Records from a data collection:
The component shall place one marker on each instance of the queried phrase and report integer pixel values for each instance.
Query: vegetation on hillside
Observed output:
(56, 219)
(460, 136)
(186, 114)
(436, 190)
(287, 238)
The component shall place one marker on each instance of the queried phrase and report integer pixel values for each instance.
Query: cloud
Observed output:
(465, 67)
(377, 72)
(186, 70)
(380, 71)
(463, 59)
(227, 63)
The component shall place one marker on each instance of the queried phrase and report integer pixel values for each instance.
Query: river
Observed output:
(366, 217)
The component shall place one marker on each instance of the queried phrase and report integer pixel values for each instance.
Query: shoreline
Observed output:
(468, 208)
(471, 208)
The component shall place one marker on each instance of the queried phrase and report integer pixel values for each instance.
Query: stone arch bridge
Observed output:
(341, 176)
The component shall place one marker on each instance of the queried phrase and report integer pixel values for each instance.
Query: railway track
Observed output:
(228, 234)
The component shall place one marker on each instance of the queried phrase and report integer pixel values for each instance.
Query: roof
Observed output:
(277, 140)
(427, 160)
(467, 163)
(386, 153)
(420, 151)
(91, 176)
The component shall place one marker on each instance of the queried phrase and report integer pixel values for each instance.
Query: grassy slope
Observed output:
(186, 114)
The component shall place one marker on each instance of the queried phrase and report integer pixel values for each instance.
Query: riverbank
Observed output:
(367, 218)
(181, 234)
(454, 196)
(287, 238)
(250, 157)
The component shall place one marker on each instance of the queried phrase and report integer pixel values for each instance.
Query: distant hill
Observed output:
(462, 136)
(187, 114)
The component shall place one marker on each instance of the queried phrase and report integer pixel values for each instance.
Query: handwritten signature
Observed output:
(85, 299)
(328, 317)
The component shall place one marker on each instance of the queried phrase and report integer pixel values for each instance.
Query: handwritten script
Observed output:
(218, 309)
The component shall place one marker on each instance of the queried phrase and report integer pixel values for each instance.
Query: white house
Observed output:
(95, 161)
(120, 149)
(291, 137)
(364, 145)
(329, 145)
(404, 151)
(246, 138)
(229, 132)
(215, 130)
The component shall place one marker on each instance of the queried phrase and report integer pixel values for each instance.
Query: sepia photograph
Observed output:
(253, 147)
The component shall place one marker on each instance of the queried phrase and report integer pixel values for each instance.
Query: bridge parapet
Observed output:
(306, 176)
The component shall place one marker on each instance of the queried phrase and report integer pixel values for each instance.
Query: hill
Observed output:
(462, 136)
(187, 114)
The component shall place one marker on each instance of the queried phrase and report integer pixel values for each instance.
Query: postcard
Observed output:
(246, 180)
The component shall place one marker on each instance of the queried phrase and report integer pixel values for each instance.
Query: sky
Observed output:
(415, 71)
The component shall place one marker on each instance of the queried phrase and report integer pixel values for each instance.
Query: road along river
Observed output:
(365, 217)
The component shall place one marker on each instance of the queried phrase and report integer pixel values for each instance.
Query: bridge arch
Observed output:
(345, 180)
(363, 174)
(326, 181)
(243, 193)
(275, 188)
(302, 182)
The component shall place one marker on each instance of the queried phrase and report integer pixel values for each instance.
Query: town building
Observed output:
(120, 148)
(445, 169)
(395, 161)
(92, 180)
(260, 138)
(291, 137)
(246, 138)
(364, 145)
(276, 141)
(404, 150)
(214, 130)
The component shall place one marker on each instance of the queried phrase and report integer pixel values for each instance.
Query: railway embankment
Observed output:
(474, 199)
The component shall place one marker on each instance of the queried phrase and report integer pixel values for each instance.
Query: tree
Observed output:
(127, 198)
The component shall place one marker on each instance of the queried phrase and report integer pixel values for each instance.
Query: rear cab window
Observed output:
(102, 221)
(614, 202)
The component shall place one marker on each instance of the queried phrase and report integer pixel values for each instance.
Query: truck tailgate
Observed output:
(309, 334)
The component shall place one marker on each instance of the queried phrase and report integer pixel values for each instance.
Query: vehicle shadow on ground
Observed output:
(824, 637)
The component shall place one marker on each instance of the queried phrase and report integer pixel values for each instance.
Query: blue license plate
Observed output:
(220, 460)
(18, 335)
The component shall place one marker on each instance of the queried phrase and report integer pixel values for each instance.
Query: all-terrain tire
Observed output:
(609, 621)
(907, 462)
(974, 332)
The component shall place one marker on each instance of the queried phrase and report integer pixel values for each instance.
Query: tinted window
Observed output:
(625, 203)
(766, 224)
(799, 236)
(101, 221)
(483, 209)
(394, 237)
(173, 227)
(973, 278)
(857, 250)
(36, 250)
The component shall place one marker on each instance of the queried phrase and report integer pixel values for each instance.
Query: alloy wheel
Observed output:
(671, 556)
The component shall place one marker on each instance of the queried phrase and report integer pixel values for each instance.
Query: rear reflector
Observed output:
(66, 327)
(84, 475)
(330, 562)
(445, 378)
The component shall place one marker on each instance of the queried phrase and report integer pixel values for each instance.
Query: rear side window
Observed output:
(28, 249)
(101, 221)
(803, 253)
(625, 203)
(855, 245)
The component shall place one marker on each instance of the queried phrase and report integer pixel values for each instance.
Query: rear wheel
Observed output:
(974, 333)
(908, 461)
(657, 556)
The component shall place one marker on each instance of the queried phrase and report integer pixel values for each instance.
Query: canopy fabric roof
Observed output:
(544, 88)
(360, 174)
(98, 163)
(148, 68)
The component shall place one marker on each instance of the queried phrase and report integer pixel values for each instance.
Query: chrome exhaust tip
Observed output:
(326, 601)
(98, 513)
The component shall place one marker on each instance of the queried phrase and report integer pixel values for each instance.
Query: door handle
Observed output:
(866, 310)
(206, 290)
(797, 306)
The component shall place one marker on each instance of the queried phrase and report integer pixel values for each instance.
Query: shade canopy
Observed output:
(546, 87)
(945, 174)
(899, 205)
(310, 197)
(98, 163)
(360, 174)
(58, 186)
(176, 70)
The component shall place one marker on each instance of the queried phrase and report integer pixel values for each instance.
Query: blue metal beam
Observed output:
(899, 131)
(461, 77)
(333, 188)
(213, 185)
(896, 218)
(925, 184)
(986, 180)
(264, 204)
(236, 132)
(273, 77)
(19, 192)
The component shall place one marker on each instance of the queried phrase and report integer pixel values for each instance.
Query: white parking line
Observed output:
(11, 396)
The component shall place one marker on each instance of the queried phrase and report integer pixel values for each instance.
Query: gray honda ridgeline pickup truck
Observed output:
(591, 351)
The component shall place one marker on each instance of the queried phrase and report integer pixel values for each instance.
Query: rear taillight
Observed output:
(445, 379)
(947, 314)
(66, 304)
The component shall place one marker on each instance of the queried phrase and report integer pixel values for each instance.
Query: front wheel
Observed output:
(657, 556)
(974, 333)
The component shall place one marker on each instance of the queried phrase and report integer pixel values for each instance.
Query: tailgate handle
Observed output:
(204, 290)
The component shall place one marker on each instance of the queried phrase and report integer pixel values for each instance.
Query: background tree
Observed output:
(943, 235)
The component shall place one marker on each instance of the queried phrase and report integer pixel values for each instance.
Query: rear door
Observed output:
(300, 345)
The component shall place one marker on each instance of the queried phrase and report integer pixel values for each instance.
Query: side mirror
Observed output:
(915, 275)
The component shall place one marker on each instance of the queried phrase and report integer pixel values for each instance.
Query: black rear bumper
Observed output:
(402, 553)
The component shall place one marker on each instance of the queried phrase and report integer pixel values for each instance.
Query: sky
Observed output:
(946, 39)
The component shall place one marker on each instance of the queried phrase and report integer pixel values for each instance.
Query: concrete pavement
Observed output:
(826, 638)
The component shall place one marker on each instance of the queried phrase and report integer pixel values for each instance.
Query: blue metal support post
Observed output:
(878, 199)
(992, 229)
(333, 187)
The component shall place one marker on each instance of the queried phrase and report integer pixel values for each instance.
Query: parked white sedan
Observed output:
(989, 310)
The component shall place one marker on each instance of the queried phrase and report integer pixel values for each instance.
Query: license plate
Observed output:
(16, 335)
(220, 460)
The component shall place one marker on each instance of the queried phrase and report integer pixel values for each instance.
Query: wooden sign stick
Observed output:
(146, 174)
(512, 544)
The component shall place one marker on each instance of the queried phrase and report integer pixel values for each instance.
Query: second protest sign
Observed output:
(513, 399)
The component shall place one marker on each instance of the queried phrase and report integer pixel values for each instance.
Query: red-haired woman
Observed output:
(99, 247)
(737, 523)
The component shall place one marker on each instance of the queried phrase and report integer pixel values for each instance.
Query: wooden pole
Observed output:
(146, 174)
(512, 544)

REQUIRED WORK:
Please count the lines above that contain the word "metal", with case counting, and give only the number.

WORKED SOLUTION:
2